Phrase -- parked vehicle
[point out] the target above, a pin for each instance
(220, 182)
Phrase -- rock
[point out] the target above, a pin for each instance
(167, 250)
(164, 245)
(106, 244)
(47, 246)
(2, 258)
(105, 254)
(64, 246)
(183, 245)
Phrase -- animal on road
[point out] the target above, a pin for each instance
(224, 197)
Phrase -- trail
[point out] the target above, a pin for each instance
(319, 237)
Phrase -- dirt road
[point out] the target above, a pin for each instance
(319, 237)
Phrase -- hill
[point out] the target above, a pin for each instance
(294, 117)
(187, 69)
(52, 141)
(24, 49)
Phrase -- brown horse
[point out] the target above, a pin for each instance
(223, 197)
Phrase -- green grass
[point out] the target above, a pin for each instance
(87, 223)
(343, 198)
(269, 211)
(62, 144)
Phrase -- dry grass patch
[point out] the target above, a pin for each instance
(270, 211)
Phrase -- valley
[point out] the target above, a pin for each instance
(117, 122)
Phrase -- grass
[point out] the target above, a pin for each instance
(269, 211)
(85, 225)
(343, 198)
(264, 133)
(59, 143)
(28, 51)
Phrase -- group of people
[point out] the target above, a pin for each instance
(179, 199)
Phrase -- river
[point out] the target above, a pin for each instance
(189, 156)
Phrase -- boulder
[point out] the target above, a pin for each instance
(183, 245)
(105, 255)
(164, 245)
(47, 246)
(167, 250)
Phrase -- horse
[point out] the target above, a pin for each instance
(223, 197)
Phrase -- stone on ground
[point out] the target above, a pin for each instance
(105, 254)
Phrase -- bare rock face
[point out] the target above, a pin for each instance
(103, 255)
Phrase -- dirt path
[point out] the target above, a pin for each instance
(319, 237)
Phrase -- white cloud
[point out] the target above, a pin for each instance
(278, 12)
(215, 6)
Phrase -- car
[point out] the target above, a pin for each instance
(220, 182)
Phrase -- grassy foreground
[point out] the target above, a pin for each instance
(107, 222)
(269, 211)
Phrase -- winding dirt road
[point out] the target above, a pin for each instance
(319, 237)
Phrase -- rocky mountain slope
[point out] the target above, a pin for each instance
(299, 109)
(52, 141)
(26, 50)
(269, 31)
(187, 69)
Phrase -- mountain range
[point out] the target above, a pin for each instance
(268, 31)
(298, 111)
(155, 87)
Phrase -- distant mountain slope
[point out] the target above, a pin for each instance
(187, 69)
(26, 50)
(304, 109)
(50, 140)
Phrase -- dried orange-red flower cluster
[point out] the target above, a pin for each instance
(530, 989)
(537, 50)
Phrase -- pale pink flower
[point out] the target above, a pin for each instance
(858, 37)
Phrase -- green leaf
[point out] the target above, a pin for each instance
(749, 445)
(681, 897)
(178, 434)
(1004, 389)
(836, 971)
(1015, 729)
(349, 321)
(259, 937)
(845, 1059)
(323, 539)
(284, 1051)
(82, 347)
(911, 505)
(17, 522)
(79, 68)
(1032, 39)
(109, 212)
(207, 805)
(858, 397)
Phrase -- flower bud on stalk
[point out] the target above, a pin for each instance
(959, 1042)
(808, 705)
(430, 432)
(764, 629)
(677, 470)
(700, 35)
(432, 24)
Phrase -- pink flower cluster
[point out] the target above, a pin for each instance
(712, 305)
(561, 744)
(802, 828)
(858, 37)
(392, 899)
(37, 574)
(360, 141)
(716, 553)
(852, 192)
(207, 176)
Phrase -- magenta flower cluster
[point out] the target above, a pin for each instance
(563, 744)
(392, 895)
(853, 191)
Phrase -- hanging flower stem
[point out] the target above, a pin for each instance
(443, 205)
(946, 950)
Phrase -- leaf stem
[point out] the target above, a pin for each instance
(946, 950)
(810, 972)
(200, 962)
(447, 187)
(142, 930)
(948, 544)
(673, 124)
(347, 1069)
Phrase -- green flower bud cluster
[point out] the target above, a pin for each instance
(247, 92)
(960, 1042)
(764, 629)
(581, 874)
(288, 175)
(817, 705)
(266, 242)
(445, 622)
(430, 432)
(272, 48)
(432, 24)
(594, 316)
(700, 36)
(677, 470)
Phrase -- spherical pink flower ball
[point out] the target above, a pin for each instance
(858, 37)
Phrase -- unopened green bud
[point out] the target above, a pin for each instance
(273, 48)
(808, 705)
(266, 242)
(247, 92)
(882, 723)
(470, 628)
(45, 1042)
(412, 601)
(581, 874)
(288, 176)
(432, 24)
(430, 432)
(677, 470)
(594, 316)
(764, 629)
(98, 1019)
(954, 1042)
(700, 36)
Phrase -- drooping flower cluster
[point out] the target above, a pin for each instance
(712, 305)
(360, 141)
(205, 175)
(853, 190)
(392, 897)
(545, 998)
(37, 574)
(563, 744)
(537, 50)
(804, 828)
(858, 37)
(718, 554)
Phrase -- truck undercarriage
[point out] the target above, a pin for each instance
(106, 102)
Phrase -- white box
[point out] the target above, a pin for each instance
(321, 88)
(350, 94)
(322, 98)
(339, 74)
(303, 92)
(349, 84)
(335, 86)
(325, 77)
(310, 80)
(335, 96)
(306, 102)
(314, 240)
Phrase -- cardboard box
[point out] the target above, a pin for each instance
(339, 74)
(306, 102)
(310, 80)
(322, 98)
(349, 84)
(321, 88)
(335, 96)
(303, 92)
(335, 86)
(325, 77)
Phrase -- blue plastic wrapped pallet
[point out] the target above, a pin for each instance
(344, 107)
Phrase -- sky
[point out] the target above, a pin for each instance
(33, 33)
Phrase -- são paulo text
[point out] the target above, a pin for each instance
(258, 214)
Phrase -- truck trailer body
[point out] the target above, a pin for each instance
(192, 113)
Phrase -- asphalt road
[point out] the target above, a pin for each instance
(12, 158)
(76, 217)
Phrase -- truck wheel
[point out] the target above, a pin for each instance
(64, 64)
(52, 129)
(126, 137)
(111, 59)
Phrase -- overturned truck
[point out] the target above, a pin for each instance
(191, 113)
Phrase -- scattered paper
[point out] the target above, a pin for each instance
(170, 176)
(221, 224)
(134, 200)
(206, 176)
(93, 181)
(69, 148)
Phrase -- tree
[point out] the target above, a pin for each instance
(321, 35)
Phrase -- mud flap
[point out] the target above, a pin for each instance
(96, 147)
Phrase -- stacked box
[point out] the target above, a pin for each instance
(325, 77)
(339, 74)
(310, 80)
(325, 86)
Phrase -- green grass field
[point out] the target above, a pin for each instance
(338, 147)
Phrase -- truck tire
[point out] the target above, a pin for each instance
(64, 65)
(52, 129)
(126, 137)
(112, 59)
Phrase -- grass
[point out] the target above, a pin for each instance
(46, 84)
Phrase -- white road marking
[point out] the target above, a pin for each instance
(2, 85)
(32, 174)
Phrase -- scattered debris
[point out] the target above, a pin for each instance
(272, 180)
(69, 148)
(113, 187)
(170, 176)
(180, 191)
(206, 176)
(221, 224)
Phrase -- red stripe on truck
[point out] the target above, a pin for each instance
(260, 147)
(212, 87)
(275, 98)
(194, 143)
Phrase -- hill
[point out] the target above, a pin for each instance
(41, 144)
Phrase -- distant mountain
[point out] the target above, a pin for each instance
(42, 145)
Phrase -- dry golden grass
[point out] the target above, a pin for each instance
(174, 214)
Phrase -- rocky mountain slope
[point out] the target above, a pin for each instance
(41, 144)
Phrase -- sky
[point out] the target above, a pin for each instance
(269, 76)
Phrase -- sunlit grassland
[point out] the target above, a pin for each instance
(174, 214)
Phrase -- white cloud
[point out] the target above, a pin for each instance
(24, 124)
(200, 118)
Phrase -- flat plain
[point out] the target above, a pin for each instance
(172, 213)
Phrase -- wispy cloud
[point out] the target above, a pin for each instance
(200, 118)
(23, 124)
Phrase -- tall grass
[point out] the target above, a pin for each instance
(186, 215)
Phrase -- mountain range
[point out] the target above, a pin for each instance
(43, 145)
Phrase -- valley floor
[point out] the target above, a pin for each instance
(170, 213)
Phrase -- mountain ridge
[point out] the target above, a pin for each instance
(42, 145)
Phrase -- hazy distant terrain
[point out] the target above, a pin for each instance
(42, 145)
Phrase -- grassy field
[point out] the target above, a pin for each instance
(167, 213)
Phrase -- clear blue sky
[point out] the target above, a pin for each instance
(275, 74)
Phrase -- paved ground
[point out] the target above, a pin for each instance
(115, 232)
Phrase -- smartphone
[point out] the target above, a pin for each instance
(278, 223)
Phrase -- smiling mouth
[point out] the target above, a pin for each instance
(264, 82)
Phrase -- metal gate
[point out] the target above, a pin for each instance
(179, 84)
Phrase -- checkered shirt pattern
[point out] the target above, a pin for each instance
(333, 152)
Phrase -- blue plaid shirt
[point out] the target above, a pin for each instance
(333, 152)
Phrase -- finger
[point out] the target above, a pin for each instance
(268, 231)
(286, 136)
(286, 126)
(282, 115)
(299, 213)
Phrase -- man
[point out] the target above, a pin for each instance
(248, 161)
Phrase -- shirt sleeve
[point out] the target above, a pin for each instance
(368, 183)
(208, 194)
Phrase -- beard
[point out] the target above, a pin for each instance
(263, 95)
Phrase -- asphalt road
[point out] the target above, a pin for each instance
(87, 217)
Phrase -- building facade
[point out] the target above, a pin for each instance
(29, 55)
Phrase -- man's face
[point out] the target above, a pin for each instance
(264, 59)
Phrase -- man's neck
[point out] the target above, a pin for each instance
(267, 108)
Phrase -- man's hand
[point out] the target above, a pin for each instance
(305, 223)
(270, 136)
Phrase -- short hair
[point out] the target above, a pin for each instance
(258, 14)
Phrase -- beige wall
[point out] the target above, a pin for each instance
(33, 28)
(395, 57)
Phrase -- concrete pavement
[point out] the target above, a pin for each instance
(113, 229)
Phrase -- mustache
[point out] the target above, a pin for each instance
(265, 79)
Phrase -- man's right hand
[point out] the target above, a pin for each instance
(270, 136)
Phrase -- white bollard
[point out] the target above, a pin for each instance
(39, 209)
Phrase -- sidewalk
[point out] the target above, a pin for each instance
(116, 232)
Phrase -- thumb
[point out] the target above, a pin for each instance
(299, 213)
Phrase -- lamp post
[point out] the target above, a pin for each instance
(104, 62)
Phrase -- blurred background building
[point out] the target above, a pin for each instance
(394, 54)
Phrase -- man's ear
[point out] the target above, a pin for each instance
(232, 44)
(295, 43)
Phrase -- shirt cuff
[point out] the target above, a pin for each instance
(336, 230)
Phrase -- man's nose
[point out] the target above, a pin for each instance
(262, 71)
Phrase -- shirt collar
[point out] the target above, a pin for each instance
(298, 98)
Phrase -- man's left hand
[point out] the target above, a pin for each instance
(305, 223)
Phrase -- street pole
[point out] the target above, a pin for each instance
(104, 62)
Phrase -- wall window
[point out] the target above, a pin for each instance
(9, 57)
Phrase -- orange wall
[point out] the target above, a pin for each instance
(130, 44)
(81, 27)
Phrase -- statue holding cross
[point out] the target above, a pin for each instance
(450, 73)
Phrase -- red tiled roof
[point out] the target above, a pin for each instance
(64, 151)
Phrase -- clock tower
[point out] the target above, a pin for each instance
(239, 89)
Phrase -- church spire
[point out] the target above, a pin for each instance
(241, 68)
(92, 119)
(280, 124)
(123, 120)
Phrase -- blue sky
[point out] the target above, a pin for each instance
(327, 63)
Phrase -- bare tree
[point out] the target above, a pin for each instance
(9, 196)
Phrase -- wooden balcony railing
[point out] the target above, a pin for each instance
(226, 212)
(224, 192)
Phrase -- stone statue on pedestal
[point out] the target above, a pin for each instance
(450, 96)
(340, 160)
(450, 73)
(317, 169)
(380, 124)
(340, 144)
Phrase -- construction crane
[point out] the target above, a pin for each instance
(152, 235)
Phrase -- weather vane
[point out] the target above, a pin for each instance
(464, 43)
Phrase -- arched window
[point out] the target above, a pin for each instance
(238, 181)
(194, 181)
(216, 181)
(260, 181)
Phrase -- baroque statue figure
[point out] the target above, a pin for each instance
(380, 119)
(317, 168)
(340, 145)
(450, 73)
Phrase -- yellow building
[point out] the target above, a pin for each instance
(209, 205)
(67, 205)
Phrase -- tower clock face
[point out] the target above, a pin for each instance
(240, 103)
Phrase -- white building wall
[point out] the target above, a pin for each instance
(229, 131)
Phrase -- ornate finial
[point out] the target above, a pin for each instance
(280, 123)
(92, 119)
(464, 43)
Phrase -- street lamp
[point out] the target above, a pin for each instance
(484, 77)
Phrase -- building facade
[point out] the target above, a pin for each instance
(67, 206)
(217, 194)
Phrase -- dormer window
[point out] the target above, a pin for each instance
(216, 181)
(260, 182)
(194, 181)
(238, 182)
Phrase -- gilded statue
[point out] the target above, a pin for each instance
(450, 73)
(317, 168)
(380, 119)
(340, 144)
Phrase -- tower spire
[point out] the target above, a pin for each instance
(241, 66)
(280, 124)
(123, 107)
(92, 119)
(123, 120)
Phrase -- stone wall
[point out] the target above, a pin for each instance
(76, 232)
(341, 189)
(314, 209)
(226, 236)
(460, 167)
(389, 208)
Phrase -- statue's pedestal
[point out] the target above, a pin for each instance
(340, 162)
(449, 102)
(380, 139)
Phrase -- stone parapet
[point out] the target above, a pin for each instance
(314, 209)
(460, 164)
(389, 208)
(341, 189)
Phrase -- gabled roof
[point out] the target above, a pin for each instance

[Task requirements] Only the lines from the one containing "Phrase -- white building wall" through the end of the entries above belong in the answer; repeat them exactly.

[Answer for this exercise]
Phrase -- white building wall
[point out] the target above, a pin for each instance
(229, 131)
Phrase -- ornate finial
[point out] the target above, a pin for each instance
(280, 123)
(92, 119)
(464, 43)
Phrase -- street lamp
[point out] the target above, a pin for each instance
(484, 77)
Phrase -- building facade
[point out] the target above, a pin for each instance
(67, 206)
(217, 194)
Phrase -- dormer window
[point out] the target above, a pin for each instance
(216, 181)
(260, 182)
(194, 181)
(238, 182)
Phrase -- gilded statue
[point out] the target above, a pin for each instance
(450, 73)
(317, 168)
(380, 119)
(340, 144)
Phrase -- tower spire
[point out] the target above, a pin for each instance
(241, 66)
(280, 124)
(123, 107)
(92, 119)
(123, 120)
Phrase -- stone wall
[point out] the target above, a pin for each instance
(76, 232)
(341, 189)
(314, 209)
(226, 236)
(460, 167)
(389, 208)
Phrase -- statue's pedestal
[point out] the target above, a pin for each instance
(340, 162)
(449, 102)
(380, 139)
Phrase -- stone parapet
[point out] the target above, a pin for each instance
(314, 209)
(460, 164)
(389, 208)
(341, 189)
Phrase -- gabled roof
[point out] the target above, a pin for each instance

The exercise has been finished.